### Work task:
Exclude all pictures, then restate the entries below word for word.

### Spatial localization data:
____________________

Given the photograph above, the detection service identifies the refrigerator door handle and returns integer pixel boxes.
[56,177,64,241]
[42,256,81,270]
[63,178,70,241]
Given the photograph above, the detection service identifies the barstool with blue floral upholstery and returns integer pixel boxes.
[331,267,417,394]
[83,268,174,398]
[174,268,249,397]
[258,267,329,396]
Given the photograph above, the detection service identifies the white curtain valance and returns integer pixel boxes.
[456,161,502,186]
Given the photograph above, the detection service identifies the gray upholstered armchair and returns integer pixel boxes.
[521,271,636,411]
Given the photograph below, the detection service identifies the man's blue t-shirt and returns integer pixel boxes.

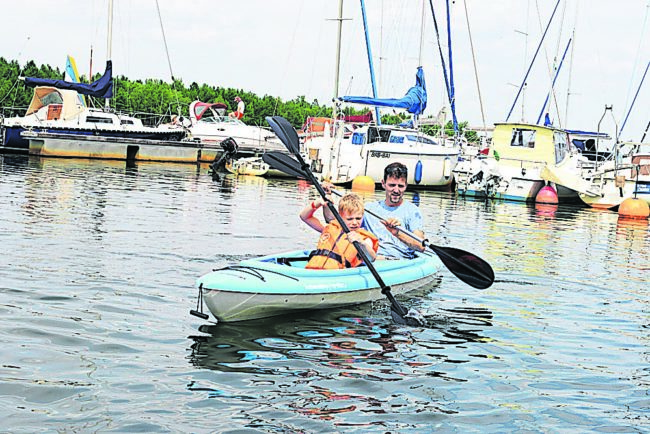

____________________

### Finished exercise:
Given the photograph above, the detection service identifies the refrigerator door handle and returns integer pixel boxes.
[56,177,64,241]
[42,256,81,270]
[63,178,70,241]
Given the photograph above, the detection service identifies the barstool with blue floral upholstery and returns integer pixel boxes.
[331,267,417,394]
[83,268,174,398]
[174,268,249,397]
[258,267,329,396]
Given the photograph above, the detection service identifies the white curtain valance and returns integer pixel boxes.
[456,161,502,186]
Given the photograph above, the detection service identifies the gray upholstered armchair and returns integer pixel boxes.
[521,271,636,411]
Given the photograph below, the detection service identifies the man's blue t-shirt and returns integer pixel boxes.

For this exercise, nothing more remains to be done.